--- start TEXT EXCERPT ---
On Wed, Mar 24, 2021 at 08:40:26AM +0100, Max Reitz wrote:
> On 23.03.21 17:39, Sergio Lopez wrote:
> > On Thu, Mar 18, 2021 at 06:09:58PM +0100, Max Reitz wrote:
> > > Hi,
> > > 
> > > As threatened in our last meeting, I’ve written this mail to give an
> > > overview on where we stand with regards to virtiofsd(-rs) using file
> > > handles.
> > > 
> > > Technically, this should be a reply to the “Securint file handles”
> > > thread, but this mail is so long I think it’s better to split it off.
> > > 
> > > There are multiple problems that somehow relate to file handles, the
> > > ones I’m aware of are:
> > > 
> > > (A) We have a problem with too many FDs open.  To solve it, we could
> > >      attach a file handle to each node, then close the FD (as far as
> > >      possible) and reopen it when needed from the file handle.
> > > 
> > > (B) We want to allow the guest to use persistent file handles.
> > > 
> > > (C) For live migration, the problem isn’t even clear yet, but it seems
> > >      like we’ll want to translate nodes into their file handles and
> > >      transmit those and open them again on the destination (at least on
> > >      shared filesystems).
> > > 
> > > Now every case has its own specific tricky bits:
> > > 
> > > Case (A) is something that we’d really like to have by default, and it
> > > would need to work all the time during runtime.  So the problem here is
> > > that we’d need CAP_DAC_READ_SEARCH, and we’d need it all the time, but
> > > we don’t want that.  One interesting bit is that we don’t need these
> > > file handles to be persistent between virtiofsd invocations.
--- end TEXT EXCERPT ---
*OBJECTIVE*:
Write out, word for word, the part of the virtiofsd file-handle email that begins at the words "On Wed, Mar" and stops after "split it off.".
--- start MATERIAL ---
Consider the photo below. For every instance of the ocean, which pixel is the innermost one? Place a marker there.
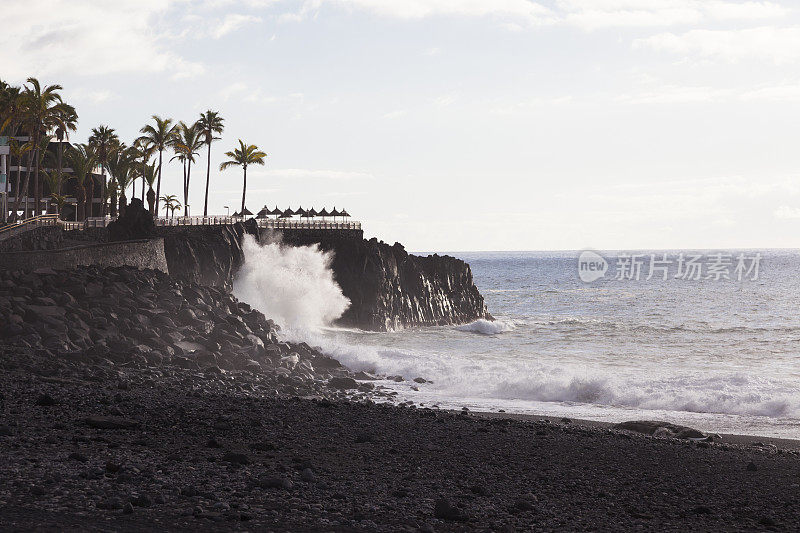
--- end MATERIAL ---
*SOLUTION*:
On Wed, Mar 24, 2021 at 08:40:26AM +0100, Max Reitz wrote:
> On 23.03.21 17:39, Sergio Lopez wrote:
> > On Thu, Mar 18, 2021 at 06:09:58PM +0100, Max Reitz wrote:
> > > Hi,
> > > 
> > > As threatened in our last meeting, I’ve written this mail to give an
> > > overview on where we stand with regards to virtiofsd(-rs) using file
> > > handles.
> > > 
> > > Technically, this should be a reply to the “Securint file handles”
> > > thread, but this mail is so long I think it’s better to split it off.